Work to complete: In the records below, locate the line containing "For every instance of the armchair"; output that line and every following line through the last, exactly.
start Data for processing
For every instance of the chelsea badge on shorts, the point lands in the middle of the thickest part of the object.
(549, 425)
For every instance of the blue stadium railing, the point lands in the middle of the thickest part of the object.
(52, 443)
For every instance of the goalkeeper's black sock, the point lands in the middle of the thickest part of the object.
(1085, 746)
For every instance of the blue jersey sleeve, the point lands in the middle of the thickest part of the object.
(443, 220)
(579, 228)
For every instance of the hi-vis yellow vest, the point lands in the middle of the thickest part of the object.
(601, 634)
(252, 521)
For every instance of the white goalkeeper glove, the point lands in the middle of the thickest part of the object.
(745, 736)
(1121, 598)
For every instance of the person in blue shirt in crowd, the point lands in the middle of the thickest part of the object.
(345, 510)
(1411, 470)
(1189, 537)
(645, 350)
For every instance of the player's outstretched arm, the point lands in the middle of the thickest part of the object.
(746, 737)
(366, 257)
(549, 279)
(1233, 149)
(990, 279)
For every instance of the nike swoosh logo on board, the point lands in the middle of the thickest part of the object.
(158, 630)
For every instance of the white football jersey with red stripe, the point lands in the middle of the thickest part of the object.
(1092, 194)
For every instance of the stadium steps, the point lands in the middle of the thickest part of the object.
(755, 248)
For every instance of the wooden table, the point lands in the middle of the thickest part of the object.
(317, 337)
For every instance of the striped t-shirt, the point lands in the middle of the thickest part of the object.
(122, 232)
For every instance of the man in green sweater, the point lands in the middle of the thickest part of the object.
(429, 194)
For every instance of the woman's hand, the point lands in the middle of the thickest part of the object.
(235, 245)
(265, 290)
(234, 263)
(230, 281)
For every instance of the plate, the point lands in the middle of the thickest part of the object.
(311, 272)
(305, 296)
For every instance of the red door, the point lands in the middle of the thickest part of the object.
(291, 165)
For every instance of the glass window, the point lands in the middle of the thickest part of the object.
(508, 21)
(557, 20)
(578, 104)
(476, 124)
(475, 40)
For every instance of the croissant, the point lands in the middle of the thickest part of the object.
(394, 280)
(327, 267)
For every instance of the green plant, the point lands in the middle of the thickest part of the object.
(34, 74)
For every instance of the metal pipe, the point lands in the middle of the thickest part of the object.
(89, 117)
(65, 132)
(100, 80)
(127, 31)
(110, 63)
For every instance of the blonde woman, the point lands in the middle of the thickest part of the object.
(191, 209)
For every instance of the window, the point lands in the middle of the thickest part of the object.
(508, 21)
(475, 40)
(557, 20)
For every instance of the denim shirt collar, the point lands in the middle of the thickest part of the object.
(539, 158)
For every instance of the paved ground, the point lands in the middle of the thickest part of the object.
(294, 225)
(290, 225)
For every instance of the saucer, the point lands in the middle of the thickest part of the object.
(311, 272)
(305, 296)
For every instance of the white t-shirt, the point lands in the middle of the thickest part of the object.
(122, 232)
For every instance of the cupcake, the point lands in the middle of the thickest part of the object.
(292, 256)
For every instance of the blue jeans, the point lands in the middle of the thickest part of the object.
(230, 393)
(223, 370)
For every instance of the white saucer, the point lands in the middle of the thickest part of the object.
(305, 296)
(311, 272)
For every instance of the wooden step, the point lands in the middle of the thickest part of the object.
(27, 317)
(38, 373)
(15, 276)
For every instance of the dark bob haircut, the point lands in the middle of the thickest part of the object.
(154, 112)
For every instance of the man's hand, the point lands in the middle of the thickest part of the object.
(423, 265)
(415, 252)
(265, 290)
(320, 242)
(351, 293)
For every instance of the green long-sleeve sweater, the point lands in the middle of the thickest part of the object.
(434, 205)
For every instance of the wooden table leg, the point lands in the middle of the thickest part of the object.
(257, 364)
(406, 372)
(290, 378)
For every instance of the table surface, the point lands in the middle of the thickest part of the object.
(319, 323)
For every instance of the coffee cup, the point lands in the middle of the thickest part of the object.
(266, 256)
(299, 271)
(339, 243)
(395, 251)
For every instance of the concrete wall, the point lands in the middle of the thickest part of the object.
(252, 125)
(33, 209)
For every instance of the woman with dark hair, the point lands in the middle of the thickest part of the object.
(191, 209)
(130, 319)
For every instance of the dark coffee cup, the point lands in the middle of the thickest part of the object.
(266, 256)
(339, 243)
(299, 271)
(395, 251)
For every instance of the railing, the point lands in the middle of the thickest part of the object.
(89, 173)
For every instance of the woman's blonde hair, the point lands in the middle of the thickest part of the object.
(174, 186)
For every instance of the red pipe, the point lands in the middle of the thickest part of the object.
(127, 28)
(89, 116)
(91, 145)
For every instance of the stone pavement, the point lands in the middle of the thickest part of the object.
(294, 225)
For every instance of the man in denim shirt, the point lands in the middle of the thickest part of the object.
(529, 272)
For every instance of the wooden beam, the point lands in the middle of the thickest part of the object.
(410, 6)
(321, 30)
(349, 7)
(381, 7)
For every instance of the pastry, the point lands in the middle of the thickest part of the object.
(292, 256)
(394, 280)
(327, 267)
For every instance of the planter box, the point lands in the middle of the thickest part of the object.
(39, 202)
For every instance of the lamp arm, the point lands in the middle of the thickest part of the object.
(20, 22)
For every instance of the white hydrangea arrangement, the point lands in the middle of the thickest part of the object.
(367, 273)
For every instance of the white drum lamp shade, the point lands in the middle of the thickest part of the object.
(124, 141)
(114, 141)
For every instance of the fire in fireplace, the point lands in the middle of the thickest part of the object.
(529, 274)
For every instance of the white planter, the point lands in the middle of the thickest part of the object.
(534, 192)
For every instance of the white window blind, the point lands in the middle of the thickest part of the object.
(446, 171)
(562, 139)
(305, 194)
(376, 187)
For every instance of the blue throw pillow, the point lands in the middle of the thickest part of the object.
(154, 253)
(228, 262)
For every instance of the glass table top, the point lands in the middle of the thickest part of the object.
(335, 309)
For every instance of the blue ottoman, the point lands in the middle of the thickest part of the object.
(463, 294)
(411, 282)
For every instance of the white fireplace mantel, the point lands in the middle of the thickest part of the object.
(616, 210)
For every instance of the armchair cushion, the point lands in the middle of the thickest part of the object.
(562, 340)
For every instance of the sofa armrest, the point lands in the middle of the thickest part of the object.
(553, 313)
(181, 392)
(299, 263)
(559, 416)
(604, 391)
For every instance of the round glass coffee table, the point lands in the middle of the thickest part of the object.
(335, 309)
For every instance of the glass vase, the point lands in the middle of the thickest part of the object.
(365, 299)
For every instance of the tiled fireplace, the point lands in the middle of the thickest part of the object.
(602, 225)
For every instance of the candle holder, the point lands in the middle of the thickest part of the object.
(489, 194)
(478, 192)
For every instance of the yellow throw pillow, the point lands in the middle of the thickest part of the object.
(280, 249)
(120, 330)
end Data for processing
Answer for the task:
For every instance of the armchair cushion, the point lands in the middle of the thickest part of the object.
(562, 340)
For every instance of the sofa armrest, the point lands in the middle of the thickest part of the object.
(553, 313)
(181, 392)
(299, 263)
(559, 416)
(604, 391)
For every instance of the round glass coffee table, the point lands in the middle of the thickest part of the object.
(335, 309)
For every instance of the glass vase, the point lands in the middle of the thickest part of the object.
(365, 299)
For every instance of the tiled fireplace, the point lands in the middle of the thickest part of the object.
(602, 225)
For every instance of the candle holder, the point lands in the middle of the thickest part of the object.
(489, 194)
(478, 192)
For every instance of the yellow throw pillow, the point lands in the middle of the thickest part of the object.
(280, 249)
(120, 330)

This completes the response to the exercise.